## Testo fornito
----------

Nessun perdente, tutti vincitori. Titolava così
un articolo pubblicato sull’Economist
a commento della reazione britannica dinanzi ai risultati
referendari francese e olandese. E in effetti, non
sono in pochi all’interno delle fila sia laburiste
sia conservatrici ad aver tirato un respiro di sollievo
all’indomani della bocciatura della carta europea.
Per i conservatori, l’affossamento del trattato
costituzionale e dell’integrazione politica
in esso sottesa viene ad aprire un quanto mai insperato
spiraglio di rinascita per un partito da anni in crisi
profonda. Sin dai tempi dell’ammutinamento parlamentare
conservatore contro il governo Major, consumatosi
in occasione del voto di ratifica su Maastricht del
1993) l ‘Europa è all’origine di
profonde e insanabili fratture all’interno della
compagine Tory; tensioni che hanno largamente contribuito
all’immagine – elettoralmente perdente
– di partito disunito e riottoso e alle tre
sconfitte elettorali consecutive subite dal 1997.

----------

## Dati raccolti
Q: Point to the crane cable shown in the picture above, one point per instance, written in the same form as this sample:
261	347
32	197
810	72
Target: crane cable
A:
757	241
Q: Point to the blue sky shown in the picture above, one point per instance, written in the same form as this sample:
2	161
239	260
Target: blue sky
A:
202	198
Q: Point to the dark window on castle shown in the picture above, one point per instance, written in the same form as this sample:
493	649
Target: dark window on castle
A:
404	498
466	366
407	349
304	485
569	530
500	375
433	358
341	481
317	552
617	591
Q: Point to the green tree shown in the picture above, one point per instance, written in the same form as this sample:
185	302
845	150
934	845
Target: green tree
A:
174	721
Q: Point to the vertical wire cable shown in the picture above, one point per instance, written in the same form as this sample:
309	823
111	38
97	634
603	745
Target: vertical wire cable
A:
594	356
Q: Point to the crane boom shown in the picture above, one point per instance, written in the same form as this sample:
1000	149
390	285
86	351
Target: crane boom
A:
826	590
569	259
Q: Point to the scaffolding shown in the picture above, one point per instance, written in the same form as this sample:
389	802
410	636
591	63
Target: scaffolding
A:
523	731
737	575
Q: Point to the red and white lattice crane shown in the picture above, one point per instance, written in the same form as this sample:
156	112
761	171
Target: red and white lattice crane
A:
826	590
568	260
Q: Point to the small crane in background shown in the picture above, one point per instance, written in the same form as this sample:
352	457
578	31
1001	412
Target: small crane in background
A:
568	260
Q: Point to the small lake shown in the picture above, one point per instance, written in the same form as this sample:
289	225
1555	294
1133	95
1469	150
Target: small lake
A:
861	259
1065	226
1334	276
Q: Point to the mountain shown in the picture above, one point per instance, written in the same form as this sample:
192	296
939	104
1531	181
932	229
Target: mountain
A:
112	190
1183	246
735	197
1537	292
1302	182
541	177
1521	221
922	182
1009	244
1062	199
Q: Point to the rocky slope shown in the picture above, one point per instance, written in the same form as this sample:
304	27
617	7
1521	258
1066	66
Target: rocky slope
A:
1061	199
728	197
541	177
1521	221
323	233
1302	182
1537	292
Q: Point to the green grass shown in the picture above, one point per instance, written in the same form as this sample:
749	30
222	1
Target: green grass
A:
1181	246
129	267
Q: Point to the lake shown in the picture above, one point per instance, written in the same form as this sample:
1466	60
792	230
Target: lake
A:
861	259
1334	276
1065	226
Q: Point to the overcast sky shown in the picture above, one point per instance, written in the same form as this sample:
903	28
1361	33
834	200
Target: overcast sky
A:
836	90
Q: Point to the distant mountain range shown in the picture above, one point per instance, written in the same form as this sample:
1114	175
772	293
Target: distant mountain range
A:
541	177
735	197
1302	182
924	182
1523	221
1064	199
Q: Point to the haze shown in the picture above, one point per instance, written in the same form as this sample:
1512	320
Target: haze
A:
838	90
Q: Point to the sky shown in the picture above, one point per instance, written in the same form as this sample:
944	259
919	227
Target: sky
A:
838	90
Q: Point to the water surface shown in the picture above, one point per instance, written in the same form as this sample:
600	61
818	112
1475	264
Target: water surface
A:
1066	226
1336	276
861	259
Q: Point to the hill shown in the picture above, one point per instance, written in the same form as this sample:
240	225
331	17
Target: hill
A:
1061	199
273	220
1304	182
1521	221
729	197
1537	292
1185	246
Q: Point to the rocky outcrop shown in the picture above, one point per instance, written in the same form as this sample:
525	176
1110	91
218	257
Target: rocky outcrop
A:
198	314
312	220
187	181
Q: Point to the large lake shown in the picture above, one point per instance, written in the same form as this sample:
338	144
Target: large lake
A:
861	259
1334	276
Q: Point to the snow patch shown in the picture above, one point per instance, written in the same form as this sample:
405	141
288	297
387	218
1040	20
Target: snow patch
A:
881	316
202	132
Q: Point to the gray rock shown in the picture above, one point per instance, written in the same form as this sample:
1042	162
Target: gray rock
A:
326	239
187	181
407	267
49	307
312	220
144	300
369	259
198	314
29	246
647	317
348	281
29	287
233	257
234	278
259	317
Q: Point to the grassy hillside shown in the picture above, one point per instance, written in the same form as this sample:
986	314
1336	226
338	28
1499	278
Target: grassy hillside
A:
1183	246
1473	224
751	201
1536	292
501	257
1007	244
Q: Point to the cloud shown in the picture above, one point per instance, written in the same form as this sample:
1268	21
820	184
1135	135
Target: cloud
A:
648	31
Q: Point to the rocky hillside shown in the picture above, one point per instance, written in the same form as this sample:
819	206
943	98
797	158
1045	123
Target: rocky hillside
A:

----------

## Consegna
Trascrivi per intero il testo sulla reazione britannica ai referendum francese e olandese, senza cambiare nulla.

## Risposta
Nessun perdente, tutti vincitori. Titolava così
un articolo pubblicato sull’Economist
a commento della reazione britannica dinanzi ai risultati
referendari francese e olandese. E in effetti, non
sono in pochi all’interno delle fila sia laburiste
sia conservatrici ad aver tirato un respiro di sollievo
all’indomani della bocciatura della carta europea.
Per i conservatori, l’affossamento del trattato
costituzionale e dell’integrazione politica
in esso sottesa viene ad aprire un quanto mai insperato
spiraglio di rinascita per un partito da anni in crisi
profonda. Sin dai tempi dell’ammutinamento parlamentare
conservatore contro il governo Major, consumatosi
in occasione del voto di ratifica su Maastricht del
1993) l ‘Europa è all’origine di
profonde e insanabili fratture all’interno della
compagine Tory; tensioni che hanno largamente contribuito
all’immagine – elettoralmente perdente
– di partito disunito e riottoso e alle tre
sconfitte elettorali consecutive subite dal 1997.